**The request**
Can you turn all of the items below into a numbered list, skipping blank lines and leaving the pictures out?

**Records shown**
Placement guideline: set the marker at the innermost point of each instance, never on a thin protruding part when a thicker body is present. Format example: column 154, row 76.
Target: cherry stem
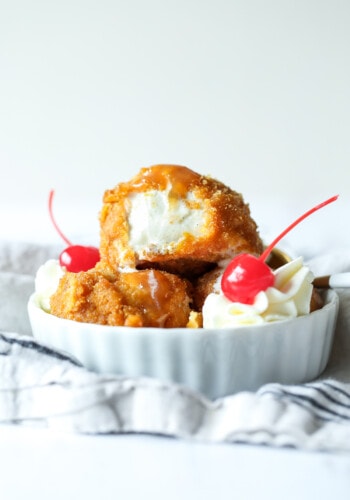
column 269, row 249
column 65, row 239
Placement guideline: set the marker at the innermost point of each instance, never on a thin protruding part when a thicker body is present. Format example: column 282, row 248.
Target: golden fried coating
column 169, row 217
column 138, row 298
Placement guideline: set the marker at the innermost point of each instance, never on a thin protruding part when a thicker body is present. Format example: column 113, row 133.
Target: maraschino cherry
column 74, row 258
column 247, row 275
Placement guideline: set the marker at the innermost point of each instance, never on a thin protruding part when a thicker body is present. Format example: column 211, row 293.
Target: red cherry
column 74, row 258
column 247, row 275
column 78, row 258
column 244, row 277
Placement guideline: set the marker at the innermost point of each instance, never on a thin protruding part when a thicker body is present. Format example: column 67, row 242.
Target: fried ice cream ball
column 171, row 218
column 148, row 298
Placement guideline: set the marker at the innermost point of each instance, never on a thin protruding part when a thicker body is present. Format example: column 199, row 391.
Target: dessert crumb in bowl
column 168, row 300
column 215, row 362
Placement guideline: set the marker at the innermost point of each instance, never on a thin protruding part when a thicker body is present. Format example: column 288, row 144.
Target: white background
column 253, row 92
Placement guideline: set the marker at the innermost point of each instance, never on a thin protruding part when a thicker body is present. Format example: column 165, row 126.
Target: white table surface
column 39, row 464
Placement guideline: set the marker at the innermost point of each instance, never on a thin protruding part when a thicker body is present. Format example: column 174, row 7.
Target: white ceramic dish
column 214, row 362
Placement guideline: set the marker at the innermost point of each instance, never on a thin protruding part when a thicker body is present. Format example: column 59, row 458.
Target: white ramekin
column 214, row 362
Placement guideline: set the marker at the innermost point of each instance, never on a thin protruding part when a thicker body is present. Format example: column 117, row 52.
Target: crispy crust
column 227, row 229
column 138, row 298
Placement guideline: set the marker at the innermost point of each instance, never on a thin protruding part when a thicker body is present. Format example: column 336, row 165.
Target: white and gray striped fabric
column 42, row 387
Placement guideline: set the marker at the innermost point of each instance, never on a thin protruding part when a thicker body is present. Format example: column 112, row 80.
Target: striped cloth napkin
column 43, row 387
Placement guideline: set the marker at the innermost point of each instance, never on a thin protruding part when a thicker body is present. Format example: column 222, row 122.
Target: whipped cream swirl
column 288, row 298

**Expected answer**
1. Placement guideline: set the marker at the innermost point of each instance, never on a thin protruding part when a thicker body is present. Format example: column 154, row 76.
2. Target: cherry stem
3. column 269, row 249
4. column 65, row 239
5. Placement guideline: set the marker at the innermost point of each instance, never on a thin protruding part when a thicker body is present. Format example: column 282, row 248.
6. Target: golden fried coating
7. column 169, row 217
8. column 138, row 298
9. Placement guideline: set the marker at the innermost point of each instance, never on a thin protruding part when a thicker body is present. Format example: column 113, row 133.
10. Target: maraschino cherry
11. column 74, row 258
12. column 247, row 275
13. Placement guideline: set the marker at the innermost point of each instance, never on a thin protruding part when a thicker body is present. Format example: column 211, row 293.
14. Target: red cherry
15. column 74, row 258
16. column 247, row 275
17. column 78, row 258
18. column 244, row 277
19. Placement guideline: set the marker at the innermost point of each instance, never on a thin protruding part when a thicker body is present. Format example: column 67, row 242.
20. Target: fried ice cream ball
21. column 171, row 218
22. column 148, row 298
23. Placement guideline: set the marker at the innermost point of each instance, never on a thin protruding part when a thicker body is present. Format example: column 199, row 391.
24. Target: dessert crumb in bowl
25. column 168, row 300
26. column 215, row 362
27. Placement guideline: set the marker at the innermost point of each instance, never on a thin protruding part when a thicker body is present. Format example: column 288, row 144.
28. Target: white background
29. column 253, row 92
30. Placement guideline: set the marker at the innermost point of each instance, never on a thin protruding part when a thicker body is present. Format example: column 165, row 126.
31. Target: white table surface
32. column 39, row 464
33. Placement guideline: set the marker at the innermost point of each instance, never on a thin protruding part when a thicker body is present. Format example: column 174, row 7.
34. Target: white ceramic dish
35. column 214, row 362
36. Placement guideline: set the marker at the innermost point of each instance, never on a thin protruding part when a thicker body is present. Format example: column 59, row 458.
37. Target: white ramekin
38. column 214, row 362
39. Placement guideline: set the marker at the innermost point of each instance, never on a thin protruding part when a thicker body is present. Format example: column 117, row 52.
40. Target: crispy crust
41. column 227, row 229
42. column 138, row 298
43. Placement guideline: set the marker at the innermost point of each instance, never on a thin protruding part when a thicker body is present. Format example: column 336, row 165.
44. Target: white and gray striped fabric
45. column 42, row 387
46. Placement guideline: set the marker at the innermost point of each instance, never on a thin protruding part when a thicker body is present. Format example: column 112, row 80.
47. Target: striped cloth napkin
48. column 43, row 387
49. Placement guideline: set the marker at the innermost point of each instance, never on a thin protruding part when a thicker body is present. Format example: column 222, row 122.
50. Target: whipped cream swirl
51. column 288, row 298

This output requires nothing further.